**PROMPT**. All that should come back is the lines of the data below from the one containing "positive clicks: (535, 627) (112, 294)" to the one containing "negative clicks: (247, 413) (850, 573)", inclusive, exactly as they stand.

**EXTRACTED RECORDS**.
'''
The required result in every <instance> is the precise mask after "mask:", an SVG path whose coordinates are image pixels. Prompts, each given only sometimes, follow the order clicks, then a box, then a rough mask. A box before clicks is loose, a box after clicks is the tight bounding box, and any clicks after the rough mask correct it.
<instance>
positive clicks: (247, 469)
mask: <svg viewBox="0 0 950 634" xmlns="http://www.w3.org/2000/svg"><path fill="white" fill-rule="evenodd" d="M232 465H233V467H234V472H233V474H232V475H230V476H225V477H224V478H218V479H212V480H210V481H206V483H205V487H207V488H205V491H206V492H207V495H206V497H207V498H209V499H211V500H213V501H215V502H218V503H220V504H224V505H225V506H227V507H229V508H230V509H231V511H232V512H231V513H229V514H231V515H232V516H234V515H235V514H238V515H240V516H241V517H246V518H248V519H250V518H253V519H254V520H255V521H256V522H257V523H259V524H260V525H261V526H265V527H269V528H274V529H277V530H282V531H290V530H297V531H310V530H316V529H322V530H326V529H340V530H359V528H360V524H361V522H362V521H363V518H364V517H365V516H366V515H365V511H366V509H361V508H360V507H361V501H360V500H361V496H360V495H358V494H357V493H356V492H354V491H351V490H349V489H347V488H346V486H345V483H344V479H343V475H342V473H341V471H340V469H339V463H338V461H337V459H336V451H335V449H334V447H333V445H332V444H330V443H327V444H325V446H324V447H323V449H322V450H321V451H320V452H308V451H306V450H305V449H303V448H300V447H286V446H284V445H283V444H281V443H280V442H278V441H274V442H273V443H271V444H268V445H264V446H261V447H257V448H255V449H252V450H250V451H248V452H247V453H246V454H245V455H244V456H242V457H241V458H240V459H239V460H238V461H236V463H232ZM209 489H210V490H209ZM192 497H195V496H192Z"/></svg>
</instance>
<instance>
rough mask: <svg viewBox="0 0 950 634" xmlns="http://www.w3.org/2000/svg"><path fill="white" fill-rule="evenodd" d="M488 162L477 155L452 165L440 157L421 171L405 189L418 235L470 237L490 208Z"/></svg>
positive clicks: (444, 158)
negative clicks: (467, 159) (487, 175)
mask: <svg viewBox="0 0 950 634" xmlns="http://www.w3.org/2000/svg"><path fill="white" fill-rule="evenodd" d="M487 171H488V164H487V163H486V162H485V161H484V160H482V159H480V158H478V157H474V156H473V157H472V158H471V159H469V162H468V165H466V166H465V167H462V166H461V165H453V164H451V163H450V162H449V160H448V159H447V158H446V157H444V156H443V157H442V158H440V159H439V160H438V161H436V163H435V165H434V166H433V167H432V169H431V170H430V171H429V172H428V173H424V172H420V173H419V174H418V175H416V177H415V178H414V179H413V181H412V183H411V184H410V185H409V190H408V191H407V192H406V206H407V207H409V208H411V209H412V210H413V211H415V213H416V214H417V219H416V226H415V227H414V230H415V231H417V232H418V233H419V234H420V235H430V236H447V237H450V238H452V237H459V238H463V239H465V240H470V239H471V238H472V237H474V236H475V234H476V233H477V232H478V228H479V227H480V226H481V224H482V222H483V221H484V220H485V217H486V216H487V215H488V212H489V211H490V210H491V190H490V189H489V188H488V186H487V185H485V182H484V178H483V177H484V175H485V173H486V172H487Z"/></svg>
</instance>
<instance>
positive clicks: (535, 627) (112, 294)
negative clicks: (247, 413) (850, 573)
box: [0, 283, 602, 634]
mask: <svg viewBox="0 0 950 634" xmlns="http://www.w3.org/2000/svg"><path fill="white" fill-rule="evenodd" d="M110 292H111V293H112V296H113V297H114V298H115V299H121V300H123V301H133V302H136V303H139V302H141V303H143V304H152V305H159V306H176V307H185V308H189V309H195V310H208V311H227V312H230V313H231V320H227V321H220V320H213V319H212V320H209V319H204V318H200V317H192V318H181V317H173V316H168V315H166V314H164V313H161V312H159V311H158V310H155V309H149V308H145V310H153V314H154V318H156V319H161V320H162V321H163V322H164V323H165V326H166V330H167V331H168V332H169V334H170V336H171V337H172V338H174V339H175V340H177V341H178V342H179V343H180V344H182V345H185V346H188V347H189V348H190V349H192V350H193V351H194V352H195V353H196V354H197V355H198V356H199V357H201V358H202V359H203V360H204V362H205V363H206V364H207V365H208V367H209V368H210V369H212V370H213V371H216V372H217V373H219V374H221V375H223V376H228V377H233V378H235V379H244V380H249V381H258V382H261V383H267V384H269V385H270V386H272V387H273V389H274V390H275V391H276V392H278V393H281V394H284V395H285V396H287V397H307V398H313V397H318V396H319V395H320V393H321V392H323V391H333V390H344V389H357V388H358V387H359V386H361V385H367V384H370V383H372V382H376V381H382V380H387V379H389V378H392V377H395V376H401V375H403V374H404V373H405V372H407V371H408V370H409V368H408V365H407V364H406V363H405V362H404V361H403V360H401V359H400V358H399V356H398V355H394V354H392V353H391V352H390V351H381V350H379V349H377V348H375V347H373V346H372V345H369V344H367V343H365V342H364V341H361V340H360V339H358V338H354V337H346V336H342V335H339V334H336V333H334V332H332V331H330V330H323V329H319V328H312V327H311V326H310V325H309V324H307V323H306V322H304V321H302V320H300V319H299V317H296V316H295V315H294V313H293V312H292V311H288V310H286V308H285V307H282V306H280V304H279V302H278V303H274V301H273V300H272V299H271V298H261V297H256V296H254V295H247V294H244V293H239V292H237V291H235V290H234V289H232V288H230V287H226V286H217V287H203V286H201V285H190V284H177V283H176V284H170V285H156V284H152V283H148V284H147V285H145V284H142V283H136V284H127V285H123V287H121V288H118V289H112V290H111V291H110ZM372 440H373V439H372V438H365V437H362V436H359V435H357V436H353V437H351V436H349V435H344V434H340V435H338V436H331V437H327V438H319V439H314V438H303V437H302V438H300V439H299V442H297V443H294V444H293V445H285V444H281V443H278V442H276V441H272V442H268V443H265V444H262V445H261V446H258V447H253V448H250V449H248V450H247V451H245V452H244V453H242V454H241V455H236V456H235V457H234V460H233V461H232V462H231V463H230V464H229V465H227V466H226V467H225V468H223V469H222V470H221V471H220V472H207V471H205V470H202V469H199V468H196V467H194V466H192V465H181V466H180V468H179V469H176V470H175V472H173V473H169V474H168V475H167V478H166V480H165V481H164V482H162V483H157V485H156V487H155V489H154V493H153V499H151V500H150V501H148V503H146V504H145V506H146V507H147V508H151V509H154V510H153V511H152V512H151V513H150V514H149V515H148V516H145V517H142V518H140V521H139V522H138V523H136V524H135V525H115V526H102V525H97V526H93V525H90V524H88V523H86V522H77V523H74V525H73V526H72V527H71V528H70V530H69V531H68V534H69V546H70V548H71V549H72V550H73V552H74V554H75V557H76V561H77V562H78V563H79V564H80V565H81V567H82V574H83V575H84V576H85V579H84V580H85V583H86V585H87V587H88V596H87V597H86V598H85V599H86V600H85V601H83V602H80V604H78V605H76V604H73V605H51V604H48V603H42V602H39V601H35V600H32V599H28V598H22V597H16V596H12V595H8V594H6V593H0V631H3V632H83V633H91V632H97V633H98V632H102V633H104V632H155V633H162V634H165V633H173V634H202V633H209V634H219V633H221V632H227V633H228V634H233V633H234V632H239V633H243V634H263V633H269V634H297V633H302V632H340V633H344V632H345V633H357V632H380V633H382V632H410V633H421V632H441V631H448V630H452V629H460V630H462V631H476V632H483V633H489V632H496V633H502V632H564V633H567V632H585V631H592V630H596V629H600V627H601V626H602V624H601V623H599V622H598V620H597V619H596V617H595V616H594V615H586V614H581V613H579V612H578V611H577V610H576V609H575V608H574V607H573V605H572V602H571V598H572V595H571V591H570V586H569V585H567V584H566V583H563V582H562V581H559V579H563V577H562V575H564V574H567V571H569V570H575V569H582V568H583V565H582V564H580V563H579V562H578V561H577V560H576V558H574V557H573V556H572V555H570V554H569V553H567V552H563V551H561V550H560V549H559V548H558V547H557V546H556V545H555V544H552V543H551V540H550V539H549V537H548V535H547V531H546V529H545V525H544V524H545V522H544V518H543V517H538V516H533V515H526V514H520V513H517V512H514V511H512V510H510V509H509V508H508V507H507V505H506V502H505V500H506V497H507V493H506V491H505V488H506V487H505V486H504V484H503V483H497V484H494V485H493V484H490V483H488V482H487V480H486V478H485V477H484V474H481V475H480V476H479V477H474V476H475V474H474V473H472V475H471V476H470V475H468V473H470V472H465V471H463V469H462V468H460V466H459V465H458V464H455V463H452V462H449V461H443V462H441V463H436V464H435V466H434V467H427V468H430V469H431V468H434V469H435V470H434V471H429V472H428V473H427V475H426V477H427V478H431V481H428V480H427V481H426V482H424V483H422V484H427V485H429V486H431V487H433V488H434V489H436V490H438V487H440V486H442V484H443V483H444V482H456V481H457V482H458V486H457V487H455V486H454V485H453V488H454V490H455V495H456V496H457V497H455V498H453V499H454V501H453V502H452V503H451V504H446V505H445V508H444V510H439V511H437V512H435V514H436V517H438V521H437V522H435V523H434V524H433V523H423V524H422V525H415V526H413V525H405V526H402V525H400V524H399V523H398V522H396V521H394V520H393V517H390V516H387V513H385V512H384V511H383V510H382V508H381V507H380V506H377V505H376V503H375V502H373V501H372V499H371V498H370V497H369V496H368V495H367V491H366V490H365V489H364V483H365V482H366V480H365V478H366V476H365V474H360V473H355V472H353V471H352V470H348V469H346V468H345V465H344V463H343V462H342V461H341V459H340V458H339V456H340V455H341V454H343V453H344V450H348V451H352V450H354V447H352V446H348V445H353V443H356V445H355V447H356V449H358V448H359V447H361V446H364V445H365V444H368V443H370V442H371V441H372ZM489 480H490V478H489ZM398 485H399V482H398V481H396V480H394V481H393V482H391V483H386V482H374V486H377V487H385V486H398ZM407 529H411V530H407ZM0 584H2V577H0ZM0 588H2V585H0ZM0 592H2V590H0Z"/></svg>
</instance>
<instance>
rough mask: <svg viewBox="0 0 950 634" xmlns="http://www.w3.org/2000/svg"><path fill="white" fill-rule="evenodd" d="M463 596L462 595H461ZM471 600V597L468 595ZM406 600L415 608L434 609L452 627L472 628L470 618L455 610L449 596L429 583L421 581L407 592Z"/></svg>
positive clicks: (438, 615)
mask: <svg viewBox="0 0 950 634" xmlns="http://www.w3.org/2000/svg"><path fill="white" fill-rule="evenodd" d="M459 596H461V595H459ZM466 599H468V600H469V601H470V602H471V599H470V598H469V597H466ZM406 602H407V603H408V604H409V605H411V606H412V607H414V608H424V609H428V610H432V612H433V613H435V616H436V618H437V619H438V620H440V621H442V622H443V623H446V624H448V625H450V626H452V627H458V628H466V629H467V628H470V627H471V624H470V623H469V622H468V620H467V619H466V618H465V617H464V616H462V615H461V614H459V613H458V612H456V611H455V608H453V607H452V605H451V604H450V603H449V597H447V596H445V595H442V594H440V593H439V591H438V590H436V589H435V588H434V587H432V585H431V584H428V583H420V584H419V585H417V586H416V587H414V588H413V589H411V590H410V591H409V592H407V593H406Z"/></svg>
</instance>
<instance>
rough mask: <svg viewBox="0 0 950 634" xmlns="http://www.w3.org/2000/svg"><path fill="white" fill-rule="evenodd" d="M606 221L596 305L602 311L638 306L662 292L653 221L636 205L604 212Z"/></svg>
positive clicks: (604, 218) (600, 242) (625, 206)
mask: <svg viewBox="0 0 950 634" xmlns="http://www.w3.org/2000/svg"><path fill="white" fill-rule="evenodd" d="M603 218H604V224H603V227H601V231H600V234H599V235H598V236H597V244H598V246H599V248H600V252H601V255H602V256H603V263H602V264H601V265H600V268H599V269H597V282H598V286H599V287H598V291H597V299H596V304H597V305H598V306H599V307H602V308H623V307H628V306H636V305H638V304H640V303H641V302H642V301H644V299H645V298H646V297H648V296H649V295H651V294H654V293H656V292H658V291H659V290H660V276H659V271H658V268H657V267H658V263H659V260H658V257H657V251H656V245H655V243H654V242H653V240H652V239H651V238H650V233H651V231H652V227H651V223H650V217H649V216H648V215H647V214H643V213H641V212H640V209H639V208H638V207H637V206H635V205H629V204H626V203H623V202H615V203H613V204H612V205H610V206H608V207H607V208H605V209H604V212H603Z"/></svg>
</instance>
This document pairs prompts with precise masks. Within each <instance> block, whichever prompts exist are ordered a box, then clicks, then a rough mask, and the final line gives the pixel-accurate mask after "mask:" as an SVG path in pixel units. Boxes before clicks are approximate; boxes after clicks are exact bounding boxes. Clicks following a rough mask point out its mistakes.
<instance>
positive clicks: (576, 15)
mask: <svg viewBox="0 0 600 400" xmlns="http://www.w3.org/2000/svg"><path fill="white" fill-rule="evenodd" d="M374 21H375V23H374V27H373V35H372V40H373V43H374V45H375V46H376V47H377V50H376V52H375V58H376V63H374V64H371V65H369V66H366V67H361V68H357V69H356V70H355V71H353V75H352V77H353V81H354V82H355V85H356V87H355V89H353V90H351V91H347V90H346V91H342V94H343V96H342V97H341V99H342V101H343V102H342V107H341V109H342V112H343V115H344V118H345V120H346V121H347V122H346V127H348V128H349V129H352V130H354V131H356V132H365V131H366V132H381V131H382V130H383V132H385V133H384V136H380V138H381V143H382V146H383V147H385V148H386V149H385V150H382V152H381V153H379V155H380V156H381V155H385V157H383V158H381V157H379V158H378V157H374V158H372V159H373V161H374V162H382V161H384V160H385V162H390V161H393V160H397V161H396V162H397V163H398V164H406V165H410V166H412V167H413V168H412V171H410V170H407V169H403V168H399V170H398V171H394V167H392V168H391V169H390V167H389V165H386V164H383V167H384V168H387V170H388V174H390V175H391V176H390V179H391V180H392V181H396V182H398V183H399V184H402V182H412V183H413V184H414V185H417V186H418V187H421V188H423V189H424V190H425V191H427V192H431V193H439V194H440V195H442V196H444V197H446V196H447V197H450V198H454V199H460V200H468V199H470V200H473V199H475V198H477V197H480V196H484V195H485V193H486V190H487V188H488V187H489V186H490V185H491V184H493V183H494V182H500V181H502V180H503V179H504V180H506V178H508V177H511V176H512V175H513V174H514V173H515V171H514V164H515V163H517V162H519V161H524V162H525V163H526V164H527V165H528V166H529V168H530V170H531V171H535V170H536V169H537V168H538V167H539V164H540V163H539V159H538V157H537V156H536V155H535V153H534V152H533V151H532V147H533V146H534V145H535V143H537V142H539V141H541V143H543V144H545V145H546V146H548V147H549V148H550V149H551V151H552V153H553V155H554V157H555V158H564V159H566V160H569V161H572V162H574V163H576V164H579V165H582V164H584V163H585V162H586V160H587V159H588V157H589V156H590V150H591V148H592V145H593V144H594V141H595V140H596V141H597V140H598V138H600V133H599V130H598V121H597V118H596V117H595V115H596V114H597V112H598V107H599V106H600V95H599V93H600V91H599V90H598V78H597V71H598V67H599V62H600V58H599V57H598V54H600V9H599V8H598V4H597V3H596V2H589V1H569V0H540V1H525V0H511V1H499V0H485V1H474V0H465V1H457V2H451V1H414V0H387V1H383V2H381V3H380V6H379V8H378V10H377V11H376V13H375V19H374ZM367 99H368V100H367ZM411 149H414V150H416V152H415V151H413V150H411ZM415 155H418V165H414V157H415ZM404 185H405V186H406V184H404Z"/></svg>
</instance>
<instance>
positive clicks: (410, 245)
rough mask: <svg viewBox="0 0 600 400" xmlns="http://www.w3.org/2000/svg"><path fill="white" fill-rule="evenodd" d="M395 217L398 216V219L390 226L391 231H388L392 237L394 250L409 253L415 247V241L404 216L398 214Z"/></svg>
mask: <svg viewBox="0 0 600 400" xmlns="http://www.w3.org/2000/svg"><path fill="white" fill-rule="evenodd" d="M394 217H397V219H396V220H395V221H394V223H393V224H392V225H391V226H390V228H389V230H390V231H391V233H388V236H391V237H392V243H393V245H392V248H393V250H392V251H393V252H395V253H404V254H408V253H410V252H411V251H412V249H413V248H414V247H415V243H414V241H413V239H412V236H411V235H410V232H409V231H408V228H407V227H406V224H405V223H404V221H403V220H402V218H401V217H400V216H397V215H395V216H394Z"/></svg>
'''
**FINISHED EXERCISE**.
positive clicks: (535, 627) (112, 294)
negative clicks: (247, 413) (850, 573)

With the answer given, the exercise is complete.